Manchmal, auch bei GOTT und uns Menschen, war es ja so und ist es immer wieder so, da tauchen Paarkrisen, Beziehungskiller auf. … also vielleicht hat die Autorin Amelie Fried nicht unrecht, wenn sie meint: „Am Anfang war der Seitensprung“. In ihrem Roman durchleuchtet sie Beziehungen und wie sie ins Leere laufen können, abkühlen. Die hintergangene Ehefrau setzt in dem Roman den treulosen Gatten vor die Tür und dreht noch einmal richtig auf. Damit beginnt ihre Suche nach einem, nach ihrem selbstbestimmten Leben. Sind nicht Eva und Adam auch vor die Tür gesetzt, aus dem vermeintlichen Paradies geschmissen worden? Haben sie als Paar und ihre Kinder und Kindeskinder nicht auch so richtig aufgedreht? Wir haben uns bei Kain und Abel als Geschwister furchtbar verkracht. Wir wollten Türme und Luftschlösser bis in den Himmel bauen und sind grandios gescheitert. Wir wollten als Menschen immer gescheiter sein als GOTT und mussten schmerzhaft einsehen, dass wir endlich ein Einsehen haben sollten. Also steht am Anfang der Entwicklung und des Reifeprozesses von uns Menschenkindern nicht vielleicht der Rausschmiss, das vor die Tür gesetzt werden, oder im besseren Fall, das aus der Tür gehen?

- Datenauszug -
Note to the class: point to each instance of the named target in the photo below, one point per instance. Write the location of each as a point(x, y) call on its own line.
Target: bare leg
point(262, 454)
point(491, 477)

- Auszuführende Aufgabe -
Führe den Text über Paarkrisen und den Rauswurf aus dem Paradies nach seinem letzten Satz fort. Die Auflistung ist eigenständiges Material für sich.

- Ergebnis -
Am Anfang war der Rauswurf – die Trennung. Am Anfang von all dem hier, dieser Kirche, dieser Art Gottesdienste zu feiern, stand die Reformation. Auch unsere Konfession, die Reformierte, die, wie wir in Österreich noch genannt werden, Konfession Helvetischen Bekenntnisses, sie beginnt mit einer Trennung, einem Auseinanderleben. Mit den anderen, mit der römisch-katholischen Kirche, aber auch mit den Anhängerscharen des Martin Luther, hatten Menschen, die sich Johannes Calvin, Ulrich Zwingli, Heinrich Bullinger und vielen mehr nahe fühlten, nicht so recht anfreunden können, um es milde auszudrücken. Und sie machten wieder mal klar: Schauen wir doch bitte in die Schriften, in die Bibel: Was liest du?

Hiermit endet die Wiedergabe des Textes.